==== SUPPLIED MATERIAL

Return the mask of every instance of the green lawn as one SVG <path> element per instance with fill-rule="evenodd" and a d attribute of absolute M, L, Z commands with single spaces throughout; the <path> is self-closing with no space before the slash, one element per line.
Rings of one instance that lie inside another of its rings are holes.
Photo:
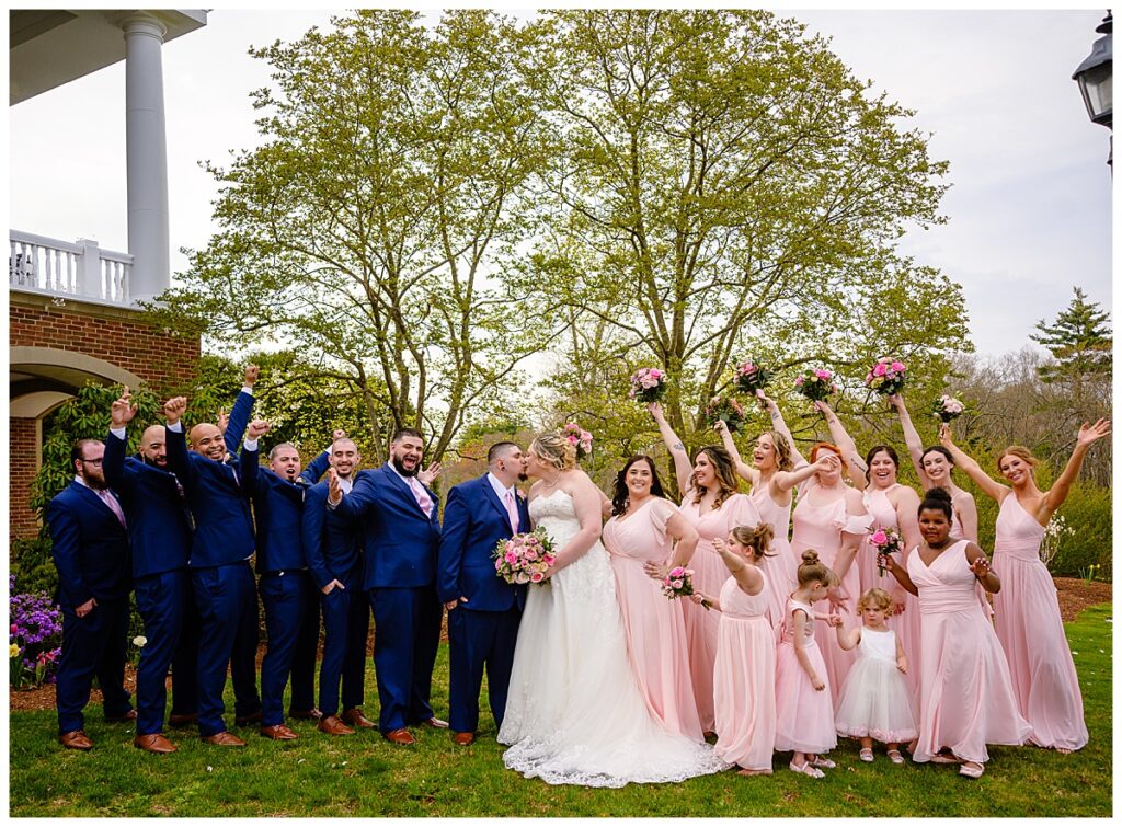
<path fill-rule="evenodd" d="M 15 713 L 10 725 L 12 816 L 1098 816 L 1111 815 L 1110 605 L 1067 624 L 1083 684 L 1091 743 L 1073 755 L 1034 747 L 993 747 L 985 775 L 954 768 L 893 766 L 881 752 L 857 761 L 855 743 L 833 753 L 838 768 L 822 781 L 795 775 L 778 757 L 771 778 L 733 772 L 682 784 L 622 790 L 549 787 L 503 768 L 489 716 L 481 738 L 453 746 L 424 729 L 415 747 L 396 747 L 369 730 L 348 738 L 293 724 L 300 739 L 258 737 L 222 750 L 194 732 L 156 756 L 131 745 L 131 727 L 88 716 L 91 753 L 63 750 L 52 711 Z M 434 686 L 448 686 L 447 649 Z M 373 669 L 367 705 L 377 717 Z M 438 715 L 447 697 L 434 699 Z M 228 701 L 228 708 L 232 708 Z M 229 716 L 228 716 L 229 717 Z M 237 732 L 237 730 L 236 730 Z"/>

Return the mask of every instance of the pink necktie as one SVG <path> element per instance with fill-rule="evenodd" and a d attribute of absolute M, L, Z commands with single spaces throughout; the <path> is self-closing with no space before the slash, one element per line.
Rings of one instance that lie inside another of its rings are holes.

========

→ GIVEN REQUEST:
Could you set out every line of the rows above as a numbered list, dropping the blank lines and leaving the pictures out?

→ FULL SOLUTION:
1. Return the mask of every instance of the green lawn as one SVG <path> element per instance with fill-rule="evenodd" and a d attribute of absolute M, L, Z commands with single spaces throughout; the <path> is self-closing with no space before the slash, one element per line.
2. Rings of one instance that lie inside another of its rings are holes.
3. Photo:
4. <path fill-rule="evenodd" d="M 15 713 L 10 725 L 12 816 L 1098 816 L 1111 815 L 1110 605 L 1067 624 L 1083 684 L 1091 743 L 1073 755 L 1034 747 L 993 747 L 985 775 L 954 768 L 893 766 L 881 752 L 857 761 L 855 743 L 833 753 L 838 768 L 822 781 L 795 775 L 778 757 L 771 778 L 733 772 L 682 784 L 622 790 L 549 787 L 503 768 L 489 716 L 481 738 L 453 746 L 424 729 L 415 747 L 396 747 L 369 730 L 348 738 L 293 724 L 300 739 L 258 737 L 222 750 L 194 732 L 156 756 L 131 745 L 131 727 L 88 716 L 91 753 L 63 750 L 52 711 Z M 434 686 L 448 686 L 447 649 Z M 373 669 L 367 705 L 377 717 Z M 438 715 L 447 697 L 434 699 Z M 228 701 L 228 708 L 232 708 Z M 229 716 L 228 716 L 229 717 Z M 237 732 L 237 730 L 236 730 Z"/>
5. Return the mask of every instance of the pink necktie as one SVG <path> element per instance with fill-rule="evenodd" and a d attribute of absolute M, L, Z commands with single spaces throughout; the <path> is self-closing with no space before the slash, one element per line.
6. Rings of one instance that lie inside another of its rings are holes.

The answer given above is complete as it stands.